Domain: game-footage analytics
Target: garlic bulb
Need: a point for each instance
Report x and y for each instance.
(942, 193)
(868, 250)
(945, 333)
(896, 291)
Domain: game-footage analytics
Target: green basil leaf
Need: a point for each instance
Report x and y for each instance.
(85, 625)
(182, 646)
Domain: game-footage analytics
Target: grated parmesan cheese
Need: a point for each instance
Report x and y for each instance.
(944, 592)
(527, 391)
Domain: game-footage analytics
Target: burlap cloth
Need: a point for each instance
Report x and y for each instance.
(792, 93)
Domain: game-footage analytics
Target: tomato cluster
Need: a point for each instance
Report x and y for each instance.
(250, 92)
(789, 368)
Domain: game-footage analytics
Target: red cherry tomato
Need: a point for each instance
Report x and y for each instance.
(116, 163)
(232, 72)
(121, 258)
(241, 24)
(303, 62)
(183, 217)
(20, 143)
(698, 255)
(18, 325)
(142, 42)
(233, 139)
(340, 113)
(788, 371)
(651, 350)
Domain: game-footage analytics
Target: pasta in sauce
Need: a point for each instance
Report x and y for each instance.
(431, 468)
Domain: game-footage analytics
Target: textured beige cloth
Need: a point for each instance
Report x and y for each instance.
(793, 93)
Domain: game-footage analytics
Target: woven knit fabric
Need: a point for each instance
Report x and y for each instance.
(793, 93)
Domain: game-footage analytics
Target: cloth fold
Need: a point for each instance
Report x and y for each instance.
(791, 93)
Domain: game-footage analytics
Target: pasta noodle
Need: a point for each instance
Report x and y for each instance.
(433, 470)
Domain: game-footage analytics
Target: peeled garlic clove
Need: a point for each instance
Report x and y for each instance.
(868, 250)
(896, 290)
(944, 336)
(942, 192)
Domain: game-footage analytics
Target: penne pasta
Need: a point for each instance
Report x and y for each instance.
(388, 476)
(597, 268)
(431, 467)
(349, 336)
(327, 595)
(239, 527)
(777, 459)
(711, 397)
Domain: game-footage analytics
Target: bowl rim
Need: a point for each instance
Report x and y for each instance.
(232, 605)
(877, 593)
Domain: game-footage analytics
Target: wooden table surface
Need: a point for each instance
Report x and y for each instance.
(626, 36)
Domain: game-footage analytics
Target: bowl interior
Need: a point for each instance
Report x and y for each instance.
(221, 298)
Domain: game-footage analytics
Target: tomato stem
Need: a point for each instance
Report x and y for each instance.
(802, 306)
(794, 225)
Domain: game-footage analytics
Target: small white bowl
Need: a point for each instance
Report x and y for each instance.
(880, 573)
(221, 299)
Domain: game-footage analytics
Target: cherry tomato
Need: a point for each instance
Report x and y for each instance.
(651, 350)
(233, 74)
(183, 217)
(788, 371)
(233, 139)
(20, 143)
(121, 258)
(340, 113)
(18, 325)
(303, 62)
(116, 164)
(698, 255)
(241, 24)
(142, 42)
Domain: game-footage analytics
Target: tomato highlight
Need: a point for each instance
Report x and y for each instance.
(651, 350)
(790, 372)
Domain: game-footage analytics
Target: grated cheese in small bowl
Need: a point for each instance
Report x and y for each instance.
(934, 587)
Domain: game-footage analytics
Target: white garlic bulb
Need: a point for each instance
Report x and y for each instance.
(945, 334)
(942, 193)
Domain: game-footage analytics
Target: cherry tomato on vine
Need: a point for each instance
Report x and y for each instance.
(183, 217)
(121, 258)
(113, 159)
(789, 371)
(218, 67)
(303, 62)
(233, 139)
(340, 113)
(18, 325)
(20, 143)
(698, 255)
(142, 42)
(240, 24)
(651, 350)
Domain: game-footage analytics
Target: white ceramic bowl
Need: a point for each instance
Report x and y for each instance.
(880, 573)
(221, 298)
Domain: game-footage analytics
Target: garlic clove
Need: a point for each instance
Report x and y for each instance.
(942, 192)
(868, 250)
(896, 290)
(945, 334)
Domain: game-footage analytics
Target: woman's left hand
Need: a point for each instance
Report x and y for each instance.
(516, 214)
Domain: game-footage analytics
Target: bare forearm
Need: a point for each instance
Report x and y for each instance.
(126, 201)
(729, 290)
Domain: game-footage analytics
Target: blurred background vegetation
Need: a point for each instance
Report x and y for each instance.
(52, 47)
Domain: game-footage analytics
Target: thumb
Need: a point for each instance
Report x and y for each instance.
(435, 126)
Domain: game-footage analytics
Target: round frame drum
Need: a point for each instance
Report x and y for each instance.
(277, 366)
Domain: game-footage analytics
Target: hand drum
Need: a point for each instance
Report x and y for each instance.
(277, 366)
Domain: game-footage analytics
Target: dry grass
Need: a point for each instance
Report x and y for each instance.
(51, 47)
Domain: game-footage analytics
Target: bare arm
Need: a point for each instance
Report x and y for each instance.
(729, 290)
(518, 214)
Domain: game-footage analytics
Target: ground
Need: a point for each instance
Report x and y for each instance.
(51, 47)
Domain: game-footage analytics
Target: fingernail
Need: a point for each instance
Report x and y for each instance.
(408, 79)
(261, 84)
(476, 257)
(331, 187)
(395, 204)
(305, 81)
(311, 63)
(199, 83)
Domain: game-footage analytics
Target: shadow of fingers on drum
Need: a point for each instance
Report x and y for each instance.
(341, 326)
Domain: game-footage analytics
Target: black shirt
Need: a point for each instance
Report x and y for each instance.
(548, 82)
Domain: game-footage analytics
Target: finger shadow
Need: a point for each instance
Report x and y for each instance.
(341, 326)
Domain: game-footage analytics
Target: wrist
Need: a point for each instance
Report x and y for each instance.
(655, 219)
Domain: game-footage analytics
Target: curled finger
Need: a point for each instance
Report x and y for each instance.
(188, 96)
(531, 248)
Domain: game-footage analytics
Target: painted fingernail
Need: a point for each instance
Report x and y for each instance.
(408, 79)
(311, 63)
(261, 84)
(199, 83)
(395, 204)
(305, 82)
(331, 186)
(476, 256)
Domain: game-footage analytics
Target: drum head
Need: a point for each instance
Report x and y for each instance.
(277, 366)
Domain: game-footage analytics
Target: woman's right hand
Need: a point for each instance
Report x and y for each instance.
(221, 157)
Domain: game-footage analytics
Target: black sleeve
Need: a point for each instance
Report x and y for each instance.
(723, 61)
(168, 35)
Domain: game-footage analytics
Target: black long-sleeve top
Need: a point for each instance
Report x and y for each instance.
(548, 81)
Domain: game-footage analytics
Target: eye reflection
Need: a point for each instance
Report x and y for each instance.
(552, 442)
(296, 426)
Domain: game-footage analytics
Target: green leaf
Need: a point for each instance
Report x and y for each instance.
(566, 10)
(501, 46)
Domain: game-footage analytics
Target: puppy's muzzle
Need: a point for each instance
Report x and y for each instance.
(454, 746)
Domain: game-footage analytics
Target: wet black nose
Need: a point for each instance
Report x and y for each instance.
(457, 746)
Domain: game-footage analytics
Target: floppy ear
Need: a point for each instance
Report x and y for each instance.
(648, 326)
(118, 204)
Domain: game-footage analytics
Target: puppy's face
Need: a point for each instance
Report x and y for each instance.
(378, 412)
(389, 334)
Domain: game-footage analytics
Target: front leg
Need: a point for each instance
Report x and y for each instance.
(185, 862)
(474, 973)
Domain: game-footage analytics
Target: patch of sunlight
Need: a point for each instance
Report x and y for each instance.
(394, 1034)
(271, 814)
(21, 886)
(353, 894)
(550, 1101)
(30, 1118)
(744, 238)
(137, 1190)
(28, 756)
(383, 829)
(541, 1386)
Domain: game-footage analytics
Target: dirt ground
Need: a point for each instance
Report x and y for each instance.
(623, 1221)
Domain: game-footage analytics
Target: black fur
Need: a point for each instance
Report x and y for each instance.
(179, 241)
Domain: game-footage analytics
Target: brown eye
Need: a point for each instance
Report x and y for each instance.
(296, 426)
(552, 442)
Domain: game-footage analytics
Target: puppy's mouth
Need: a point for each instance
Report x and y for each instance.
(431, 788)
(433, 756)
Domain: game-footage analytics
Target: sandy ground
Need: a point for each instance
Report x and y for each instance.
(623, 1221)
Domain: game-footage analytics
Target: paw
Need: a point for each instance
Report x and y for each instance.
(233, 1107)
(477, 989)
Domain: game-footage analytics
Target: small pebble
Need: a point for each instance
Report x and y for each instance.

☆ ☆ ☆ ☆ ☆

WHAT IS BEING ASKED
Please copy each line of the material that contains the word "fingernail".

SOLUTION FOR THIS EXERCISE
Target: fingernail
Target: painted fingernail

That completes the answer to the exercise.